We start with a short narrative of the voyage of the Brig Early Dawn in 1859, and the abrupt end to its voyage. We then move to excerpts from a journal kept in 1860 by Sarah, worried about her sister Hannah. By now I was wondering where on earth this story was going, but do keep with it, because it becomes even more intriguing. Next, we are presented with documents from 1872 and 1873 about the recovery of the Mary Celeste. With no interpretation of these documents, we are then thrown into a narrative of Arthur Conan Doyle as he takes a journey as ship’s doctor on the steamer Mayuma, bound for Africa. Then we read of the publication of the magazine Cornhill with an article on “J. Habakuk Jephson’s Statement” about the Mary Celeste. By now, we are about 100 pages into the book, and the Mary Celeste is sighing like a quiet whisper through the pages. Totally hooked, the reader dives further into this historical mystery story. We get more personal recollections, more glimpses into lives that may or may not touch on those on the Mary Celeste. But how does this all add up?
There are no great unveilings of conspiracy theories or alien abductions here; rather what the reader has is touches of life over several decades, and at the end we are led very cleverly into a revelation; but is it really? The tale is more in what is not told than in what is told; a story by glance, by omission, by inference is unfolded for the reader’s own detective work. This is a hugely enjoyable book; the author has taken a story about which probably everybody has their own ‘knowledge’ and/or theory, and has offered a totally unique viewpoint from which to view the disappearance of the crew of the Mary Celeste, and what happened on its last voyage. Totally recommended.
on 30 July 2015
I was really, really looking forward to reading this after seeing it recommended by Margaret Atwood on Twitter - however, it was a bit of a disappointment. First off, I found it a difficult book to read. It was slow at first and I couldn't determine where it was going. To be honest, I nearly gave up a couple of times, but I stuck with it because I hate to give up on a book once I've started. The story was confusing and a bit all over the place in the narrative - I struggled to remember the characters names because they'd go out of the action for a very long time and then suddenly crop up again (with, in some cases, a different name). I suspect that the novel was trying to do something clever and be one of those circular narrative so that when you reach the end you can immediately turn to the beginning again and start reading all over. Sadly, I didn't care enough about it to go through it all over again.
There was some good writing in here - I liked the way the spirits were as banal and boring as the living were and I liked the way that the author solved the mystery of the Mary Celeste without actually solving it (I was wondering how she would address this, being as I believe it is still something of a mystery today). This was probably a really well researched story but sadly that's what it read like - there wasn't that much magic in there and for that reason, I found it a bit dull. Was glad when I got to the end.
There is probably no other ship out there that has had more written about it be it truth or fiction in one form or another than the Mary Celeste and whilst no one will ever really know what happened, author Valerie Martin has taken the reader on a journey based around the real lives of those involved. Its fascinating reading and all round generates an overall picture that will give the reader a completely new look at the mystery.
Its quirky, I love the writing style and the prose just flows from the page. All round it’s a cracking book and one that I had no problem immersing myself within. A great piece.

## Short task 1
In the reviews, what is the name of the steamer on which Arthur Conan Doyle travels as ship's doctor?
## Short task 2
Rescale the stretch of entries from the start of the entries through the line that contains "[532,297,633,381]", both ends included. Repeat those lines with their requests, multiplying every coordinate in the answers by 1.05 and rounding to whole numbers, with halves rounded up.
The entries that follow this sentence have nothing to do with the reviews.

## Data entries
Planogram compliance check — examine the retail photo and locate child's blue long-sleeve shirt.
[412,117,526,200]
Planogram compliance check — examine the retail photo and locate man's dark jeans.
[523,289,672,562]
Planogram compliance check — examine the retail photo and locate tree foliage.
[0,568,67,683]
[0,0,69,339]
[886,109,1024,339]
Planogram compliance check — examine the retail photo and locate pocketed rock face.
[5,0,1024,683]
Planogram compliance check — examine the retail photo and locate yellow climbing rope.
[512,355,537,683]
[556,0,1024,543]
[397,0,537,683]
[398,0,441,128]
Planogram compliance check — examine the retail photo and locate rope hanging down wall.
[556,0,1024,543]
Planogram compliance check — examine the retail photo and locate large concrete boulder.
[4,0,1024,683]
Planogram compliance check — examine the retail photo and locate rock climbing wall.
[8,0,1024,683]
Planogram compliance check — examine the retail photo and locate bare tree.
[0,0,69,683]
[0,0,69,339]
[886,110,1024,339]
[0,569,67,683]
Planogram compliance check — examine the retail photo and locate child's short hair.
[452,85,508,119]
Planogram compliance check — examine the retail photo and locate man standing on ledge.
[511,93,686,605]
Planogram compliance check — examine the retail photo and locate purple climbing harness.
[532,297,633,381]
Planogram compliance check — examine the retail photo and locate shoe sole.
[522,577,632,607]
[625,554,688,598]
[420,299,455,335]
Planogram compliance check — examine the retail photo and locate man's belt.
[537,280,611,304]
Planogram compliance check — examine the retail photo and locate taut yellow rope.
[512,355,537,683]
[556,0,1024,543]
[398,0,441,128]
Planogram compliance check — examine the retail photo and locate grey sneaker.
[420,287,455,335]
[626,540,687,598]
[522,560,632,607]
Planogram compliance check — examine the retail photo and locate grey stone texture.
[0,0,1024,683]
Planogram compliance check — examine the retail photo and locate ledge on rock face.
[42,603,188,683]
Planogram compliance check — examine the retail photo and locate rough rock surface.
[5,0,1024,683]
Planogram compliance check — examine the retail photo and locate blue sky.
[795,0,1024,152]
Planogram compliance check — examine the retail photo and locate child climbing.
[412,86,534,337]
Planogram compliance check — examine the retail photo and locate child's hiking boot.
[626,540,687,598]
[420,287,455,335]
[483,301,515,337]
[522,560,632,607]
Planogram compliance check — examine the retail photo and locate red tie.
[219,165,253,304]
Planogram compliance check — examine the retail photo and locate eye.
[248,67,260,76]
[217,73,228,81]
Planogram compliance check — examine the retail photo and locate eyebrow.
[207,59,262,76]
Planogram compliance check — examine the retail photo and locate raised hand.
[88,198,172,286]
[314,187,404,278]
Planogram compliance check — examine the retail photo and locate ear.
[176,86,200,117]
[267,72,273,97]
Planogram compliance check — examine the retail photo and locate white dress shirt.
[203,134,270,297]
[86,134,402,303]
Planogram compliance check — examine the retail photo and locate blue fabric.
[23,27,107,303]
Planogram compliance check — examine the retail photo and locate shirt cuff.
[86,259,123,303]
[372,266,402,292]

## Right answer 1
The Mayuma.

## Right answer 2
Planogram compliance check — examine the retail photo and locate child's blue long-sleeve shirt.
[433,123,552,210]
Planogram compliance check — examine the retail photo and locate man's dark jeans.
[549,303,706,590]
Planogram compliance check — examine the retail photo and locate tree foliage.
[0,596,70,717]
[0,0,72,356]
[930,114,1075,356]
Planogram compliance check — examine the retail photo and locate pocketed rock face.
[5,0,1075,717]
Planogram compliance check — examine the retail photo and locate yellow climbing rope.
[538,373,564,717]
[584,0,1075,570]
[417,0,564,717]
[418,0,463,134]
Planogram compliance check — examine the retail photo and locate rope hanging down wall.
[584,0,1075,570]
Planogram compliance check — examine the retail photo and locate large concrete boulder.
[4,0,1075,717]
Planogram compliance check — examine the retail photo and locate rock climbing wall.
[8,0,1075,717]
Planogram compliance check — examine the retail photo and locate bare tree.
[0,0,72,717]
[0,0,72,356]
[930,116,1075,356]
[0,597,70,717]
Planogram compliance check — examine the retail photo and locate child's short hair.
[475,89,533,125]
Planogram compliance check — examine the retail photo and locate man standing on ledge.
[537,98,720,635]
Planogram compliance check — examine the retail photo and locate purple climbing harness.
[559,312,665,400]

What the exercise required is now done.